EXERCISE INPUTS Start Marker

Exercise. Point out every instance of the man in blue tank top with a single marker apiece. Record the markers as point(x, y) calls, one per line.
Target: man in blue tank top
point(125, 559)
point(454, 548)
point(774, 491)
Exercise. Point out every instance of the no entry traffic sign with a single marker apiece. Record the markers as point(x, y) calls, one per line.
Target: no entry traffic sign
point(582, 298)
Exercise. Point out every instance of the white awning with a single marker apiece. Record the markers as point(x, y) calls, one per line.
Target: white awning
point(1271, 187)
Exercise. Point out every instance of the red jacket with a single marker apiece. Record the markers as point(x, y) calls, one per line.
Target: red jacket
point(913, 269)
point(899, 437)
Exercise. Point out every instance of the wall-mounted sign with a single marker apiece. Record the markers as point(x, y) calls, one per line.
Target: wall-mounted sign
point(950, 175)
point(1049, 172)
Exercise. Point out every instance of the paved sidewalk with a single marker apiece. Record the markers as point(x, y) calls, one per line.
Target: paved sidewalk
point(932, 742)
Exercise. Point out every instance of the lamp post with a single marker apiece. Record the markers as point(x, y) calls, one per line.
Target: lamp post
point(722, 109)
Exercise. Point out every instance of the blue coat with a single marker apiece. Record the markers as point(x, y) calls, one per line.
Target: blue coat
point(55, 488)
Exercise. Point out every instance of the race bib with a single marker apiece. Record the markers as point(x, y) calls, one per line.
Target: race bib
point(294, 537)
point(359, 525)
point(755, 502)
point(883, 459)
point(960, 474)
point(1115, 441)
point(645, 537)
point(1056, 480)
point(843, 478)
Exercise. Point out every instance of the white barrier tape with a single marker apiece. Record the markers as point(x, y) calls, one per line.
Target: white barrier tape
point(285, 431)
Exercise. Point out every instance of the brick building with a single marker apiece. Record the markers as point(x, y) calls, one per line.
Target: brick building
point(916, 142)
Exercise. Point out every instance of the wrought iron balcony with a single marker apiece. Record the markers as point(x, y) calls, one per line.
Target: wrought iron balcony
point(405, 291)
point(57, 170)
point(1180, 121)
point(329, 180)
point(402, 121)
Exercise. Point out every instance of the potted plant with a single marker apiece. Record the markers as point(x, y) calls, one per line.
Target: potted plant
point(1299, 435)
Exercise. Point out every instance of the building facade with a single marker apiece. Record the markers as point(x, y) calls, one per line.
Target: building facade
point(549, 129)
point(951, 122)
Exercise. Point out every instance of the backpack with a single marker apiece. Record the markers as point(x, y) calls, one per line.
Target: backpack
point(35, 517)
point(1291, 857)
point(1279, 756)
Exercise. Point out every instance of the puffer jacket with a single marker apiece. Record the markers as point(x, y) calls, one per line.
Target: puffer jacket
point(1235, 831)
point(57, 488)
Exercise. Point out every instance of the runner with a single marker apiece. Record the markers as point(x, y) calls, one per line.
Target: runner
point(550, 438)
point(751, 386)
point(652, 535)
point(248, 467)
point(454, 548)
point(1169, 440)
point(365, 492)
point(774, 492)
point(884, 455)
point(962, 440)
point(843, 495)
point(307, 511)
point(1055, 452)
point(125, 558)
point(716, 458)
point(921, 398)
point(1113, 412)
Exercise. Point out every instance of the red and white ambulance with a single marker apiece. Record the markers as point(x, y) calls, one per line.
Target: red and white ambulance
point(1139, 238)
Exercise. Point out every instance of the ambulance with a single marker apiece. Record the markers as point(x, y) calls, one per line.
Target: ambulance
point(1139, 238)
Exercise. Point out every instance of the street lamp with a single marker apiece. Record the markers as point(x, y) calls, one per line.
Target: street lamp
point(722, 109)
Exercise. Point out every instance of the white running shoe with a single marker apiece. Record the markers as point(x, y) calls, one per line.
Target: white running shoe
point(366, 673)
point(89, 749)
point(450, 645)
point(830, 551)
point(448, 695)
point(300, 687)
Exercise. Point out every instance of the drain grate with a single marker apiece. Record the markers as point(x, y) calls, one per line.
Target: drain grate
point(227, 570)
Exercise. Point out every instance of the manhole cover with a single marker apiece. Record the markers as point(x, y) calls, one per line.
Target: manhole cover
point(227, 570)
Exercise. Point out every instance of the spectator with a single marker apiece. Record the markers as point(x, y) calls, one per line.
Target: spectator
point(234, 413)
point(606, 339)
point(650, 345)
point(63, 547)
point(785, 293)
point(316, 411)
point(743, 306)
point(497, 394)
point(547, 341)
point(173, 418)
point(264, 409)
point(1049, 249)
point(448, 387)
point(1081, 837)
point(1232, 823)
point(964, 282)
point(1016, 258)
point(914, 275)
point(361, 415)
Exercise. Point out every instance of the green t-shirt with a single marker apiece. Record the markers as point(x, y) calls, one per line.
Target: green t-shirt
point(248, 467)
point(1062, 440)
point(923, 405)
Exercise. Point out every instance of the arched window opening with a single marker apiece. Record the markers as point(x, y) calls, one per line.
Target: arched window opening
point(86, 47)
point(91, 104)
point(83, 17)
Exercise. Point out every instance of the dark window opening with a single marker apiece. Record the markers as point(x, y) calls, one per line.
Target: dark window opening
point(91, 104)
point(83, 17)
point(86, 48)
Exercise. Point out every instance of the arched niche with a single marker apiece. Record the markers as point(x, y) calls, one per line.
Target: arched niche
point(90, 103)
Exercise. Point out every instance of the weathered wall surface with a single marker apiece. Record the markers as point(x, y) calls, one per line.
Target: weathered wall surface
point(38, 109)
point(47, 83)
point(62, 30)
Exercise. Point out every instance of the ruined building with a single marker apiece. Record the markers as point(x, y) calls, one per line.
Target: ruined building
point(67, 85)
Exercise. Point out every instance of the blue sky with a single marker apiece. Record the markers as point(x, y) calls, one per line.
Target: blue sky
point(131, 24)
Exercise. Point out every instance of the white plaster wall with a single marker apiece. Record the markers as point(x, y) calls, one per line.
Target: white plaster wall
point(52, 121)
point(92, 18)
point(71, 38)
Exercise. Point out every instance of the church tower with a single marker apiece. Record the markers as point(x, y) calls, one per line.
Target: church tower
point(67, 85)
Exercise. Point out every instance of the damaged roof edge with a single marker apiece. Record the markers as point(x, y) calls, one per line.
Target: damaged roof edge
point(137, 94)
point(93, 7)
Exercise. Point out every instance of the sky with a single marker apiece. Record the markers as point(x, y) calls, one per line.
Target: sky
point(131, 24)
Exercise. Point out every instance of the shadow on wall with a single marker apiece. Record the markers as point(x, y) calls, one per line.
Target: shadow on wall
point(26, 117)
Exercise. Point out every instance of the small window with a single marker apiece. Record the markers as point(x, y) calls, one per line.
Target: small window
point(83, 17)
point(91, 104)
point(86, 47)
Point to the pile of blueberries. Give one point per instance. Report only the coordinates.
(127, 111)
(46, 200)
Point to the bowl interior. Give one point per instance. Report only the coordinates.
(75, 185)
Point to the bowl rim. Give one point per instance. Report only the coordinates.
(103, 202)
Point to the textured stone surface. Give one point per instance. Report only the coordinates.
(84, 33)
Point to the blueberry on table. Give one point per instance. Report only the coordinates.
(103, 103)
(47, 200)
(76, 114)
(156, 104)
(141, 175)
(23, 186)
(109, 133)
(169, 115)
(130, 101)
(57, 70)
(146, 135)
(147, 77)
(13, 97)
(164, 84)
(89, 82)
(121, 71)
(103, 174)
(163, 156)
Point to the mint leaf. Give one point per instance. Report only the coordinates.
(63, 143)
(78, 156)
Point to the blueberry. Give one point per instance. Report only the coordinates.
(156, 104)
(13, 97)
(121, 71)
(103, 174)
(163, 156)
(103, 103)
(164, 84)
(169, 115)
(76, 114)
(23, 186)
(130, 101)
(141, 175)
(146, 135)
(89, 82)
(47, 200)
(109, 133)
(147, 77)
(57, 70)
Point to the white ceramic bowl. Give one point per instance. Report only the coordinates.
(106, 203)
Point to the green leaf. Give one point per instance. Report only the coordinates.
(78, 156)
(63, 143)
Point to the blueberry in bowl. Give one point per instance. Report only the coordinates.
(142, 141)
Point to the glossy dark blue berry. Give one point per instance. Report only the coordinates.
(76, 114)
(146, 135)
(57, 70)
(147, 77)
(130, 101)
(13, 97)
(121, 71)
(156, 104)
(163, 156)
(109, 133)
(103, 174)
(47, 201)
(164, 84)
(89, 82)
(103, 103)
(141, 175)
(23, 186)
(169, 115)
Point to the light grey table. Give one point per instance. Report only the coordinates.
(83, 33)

EXERCISE INPUTS End Marker

**HOW TO COMPLETE THIS TASK**
When the line with "Target: building facade" is reached in the data above, start copying there, and copy each line exactly until the line with "Exercise. Point out every instance of the spectator" has been copied; copy nothing else.

**WRITTEN RESPONSE**
Target: building facade
point(549, 129)
point(951, 122)
Exercise. Point out every instance of the backpack with a single marker apiece. Record the markers as point(x, y) calls, one per line.
Target: backpack
point(35, 517)
point(1291, 857)
point(1279, 756)
Exercise. Point out every instance of the puffer jacket with a single marker apiece. Record the markers as point(x, y) calls, one per line.
Target: puffer jacket
point(1235, 831)
point(57, 488)
Exercise. Point out every instance of the runner with a single marker apiece. Record the markers as point(x, y) calls, one per line.
Target: runner
point(550, 438)
point(751, 386)
point(652, 535)
point(248, 467)
point(454, 548)
point(1169, 440)
point(365, 492)
point(774, 492)
point(884, 455)
point(962, 440)
point(843, 495)
point(307, 511)
point(1055, 452)
point(125, 558)
point(716, 458)
point(921, 398)
point(1113, 412)
Exercise. Point out every instance of the red and white ambulance with a single marker apiece. Record the markers as point(x, y) calls, one per line.
Target: red and white ambulance
point(1139, 238)
Exercise. Point out every instance of the ambulance with a single marker apiece. Record the markers as point(x, y) calls, one per line.
Target: ambulance
point(1139, 238)
Exercise. Point out every instance of the street lamp with a single marker apiece. Record the markers as point(x, y) calls, one per line.
Target: street lamp
point(722, 109)
Exercise. Point out every instance of the white running shoe with a single marker apiece. Record the markers as point(x, y) calls, one per line.
Target: white running shoe
point(366, 673)
point(89, 749)
point(450, 645)
point(830, 551)
point(448, 695)
point(300, 687)
Exercise. Point out every instance of the drain grate with a single marker apiece. Record the markers as point(x, y) calls, one per line.
Target: drain grate
point(227, 570)
Exercise. Point out every instance of the manhole cover with a single marker apiece. Record the markers as point(x, y) calls, one per line.
Target: manhole cover
point(227, 570)
Exercise. Point out every instance of the spectator with a single marker apiece. Record the markers as point(x, y) calls, one per line.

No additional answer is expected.